• _Perintah_
Tuliskan kembali seluruh teks tentang nasi aking tanpa mengubah satu kata atau tanda baca pun.

• _Kutipan pilihan_
*****

Makan Nasi Aking?
Jalan yang kulalui siang itu sedikit membuatku sakit kepala ditambah udara yang begitu menyengat khas daerah pesisir. Bau ikan di sepanjang jalan sedikit membuatku mual. Tapi setidaknya obrolan dengan Mas Imam (Trans TV), Mas Ali (RCTI), Mas Bayu (Suara Merdeka), Mas Wi2ng (An TV) dan Mas P-yank (Metro TV) mampu menyegarkan suasana. Obrolan khas para wartawan. Ceplas-ceplos meski terkadang agak vulgar, tapi aku menikmati semua itu karena berteman dengan mereka bisa membuatku nyaman. Sebuah pertemanan yang mengasyikkan, bahkan mereka terkadang terlalu protektif terhadapku seolah aku adalah satu-satunya adik perempuan mereka. Ah, seperti oase di tengah kegersangan jiwa yang kualami.
Desa Prapag Lor, Kecamatan Losari, Kabupaten Brebes mempunyai total KK 1.588 jiwa, dengan keluarga miskin sebanyak 908 jiwa atau sebesar 57,18 %. Sebagian penduduk desa bekerja sebagai nelayan, juga buruh kupas kerang. Sebuah kehidupan khas pesisir di Indonesia yang cenderung sedikit kumuh. Dan perjalananku kali ini akan menemui salah satu penduduk desa Prapag Lor yang kabarnya tidak mampu membeli beras dan sehari-harinya makan nasi aking ( nasi yang berasal dari nasi sisa yang dikeringkan kemudian dimasak lagi ).
Tarini, nama perempuan tua itu. Tubuhnya kurus dengan rambut yang memutih dibungkus dengan pakaian yang sedikit kumal, kulitnya sedikit legam karena terbakar matahari pesisir. Sehari-hari Tarini bekerja sebagai buruh “ngupas kerang” dengan upah satu kilo isi kerang, dibayar Rp. 1200,-, terkadang dalam sehari, Tarini mampu mengupas 2 s/d 3 kg, sehingga tidak mampu membeli beras yang pada akhirnya membeli aking sebagai makanan pokok sehari-hari pengganti nasi. Sebuah kondisi yang membuatku miris. Ah, ternyata benar bahwa Tuhan terletak di punggung-punggung orang miskin.

*****

• _Kumpulan data_

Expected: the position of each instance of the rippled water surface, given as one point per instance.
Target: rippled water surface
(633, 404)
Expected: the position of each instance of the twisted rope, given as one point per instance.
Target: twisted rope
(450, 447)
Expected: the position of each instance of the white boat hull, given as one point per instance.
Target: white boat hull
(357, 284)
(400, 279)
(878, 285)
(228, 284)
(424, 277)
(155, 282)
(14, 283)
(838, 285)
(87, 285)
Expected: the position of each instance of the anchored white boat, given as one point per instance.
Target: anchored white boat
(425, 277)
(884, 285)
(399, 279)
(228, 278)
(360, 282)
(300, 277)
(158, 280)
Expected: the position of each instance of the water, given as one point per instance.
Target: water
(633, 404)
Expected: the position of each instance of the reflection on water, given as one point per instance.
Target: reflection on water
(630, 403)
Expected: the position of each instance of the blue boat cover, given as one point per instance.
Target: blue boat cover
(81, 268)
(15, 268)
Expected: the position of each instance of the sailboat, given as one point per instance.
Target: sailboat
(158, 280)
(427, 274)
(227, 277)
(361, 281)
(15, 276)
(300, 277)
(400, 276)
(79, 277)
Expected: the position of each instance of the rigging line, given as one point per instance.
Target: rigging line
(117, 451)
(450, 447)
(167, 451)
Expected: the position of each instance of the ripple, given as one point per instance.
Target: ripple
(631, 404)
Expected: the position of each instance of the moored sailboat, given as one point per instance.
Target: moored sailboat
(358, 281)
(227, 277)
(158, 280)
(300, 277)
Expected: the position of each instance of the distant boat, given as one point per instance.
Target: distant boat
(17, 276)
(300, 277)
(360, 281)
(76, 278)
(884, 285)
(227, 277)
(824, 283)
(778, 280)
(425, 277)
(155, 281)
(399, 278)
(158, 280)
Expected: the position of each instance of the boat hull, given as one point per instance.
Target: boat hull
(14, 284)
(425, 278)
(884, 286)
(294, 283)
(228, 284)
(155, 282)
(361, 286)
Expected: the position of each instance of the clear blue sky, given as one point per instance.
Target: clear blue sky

*****

• _Hasil di bawah_
Makan Nasi Aking?
Jalan yang kulalui siang itu sedikit membuatku sakit kepala ditambah udara yang begitu menyengat khas daerah pesisir. Bau ikan di sepanjang jalan sedikit membuatku mual. Tapi setidaknya obrolan dengan Mas Imam (Trans TV), Mas Ali (RCTI), Mas Bayu (Suara Merdeka), Mas Wi2ng (An TV) dan Mas P-yank (Metro TV) mampu menyegarkan suasana. Obrolan khas para wartawan. Ceplas-ceplos meski terkadang agak vulgar, tapi aku menikmati semua itu karena berteman dengan mereka bisa membuatku nyaman. Sebuah pertemanan yang mengasyikkan, bahkan mereka terkadang terlalu protektif terhadapku seolah aku adalah satu-satunya adik perempuan mereka. Ah, seperti oase di tengah kegersangan jiwa yang kualami.
Desa Prapag Lor, Kecamatan Losari, Kabupaten Brebes mempunyai total KK 1.588 jiwa, dengan keluarga miskin sebanyak 908 jiwa atau sebesar 57,18 %. Sebagian penduduk desa bekerja sebagai nelayan, juga buruh kupas kerang. Sebuah kehidupan khas pesisir di Indonesia yang cenderung sedikit kumuh. Dan perjalananku kali ini akan menemui salah satu penduduk desa Prapag Lor yang kabarnya tidak mampu membeli beras dan sehari-harinya makan nasi aking ( nasi yang berasal dari nasi sisa yang dikeringkan kemudian dimasak lagi ).
Tarini, nama perempuan tua itu. Tubuhnya kurus dengan rambut yang memutih dibungkus dengan pakaian yang sedikit kumal, kulitnya sedikit legam karena terbakar matahari pesisir. Sehari-hari Tarini bekerja sebagai buruh “ngupas kerang” dengan upah satu kilo isi kerang, dibayar Rp. 1200,-, terkadang dalam sehari, Tarini mampu mengupas 2 s/d 3 kg, sehingga tidak mampu membeli beras yang pada akhirnya membeli aking sebagai makanan pokok sehari-hari pengganti nasi. Sebuah kondisi yang membuatku miris. Ah, ternyata benar bahwa Tuhan terletak di punggung-punggung orang miskin.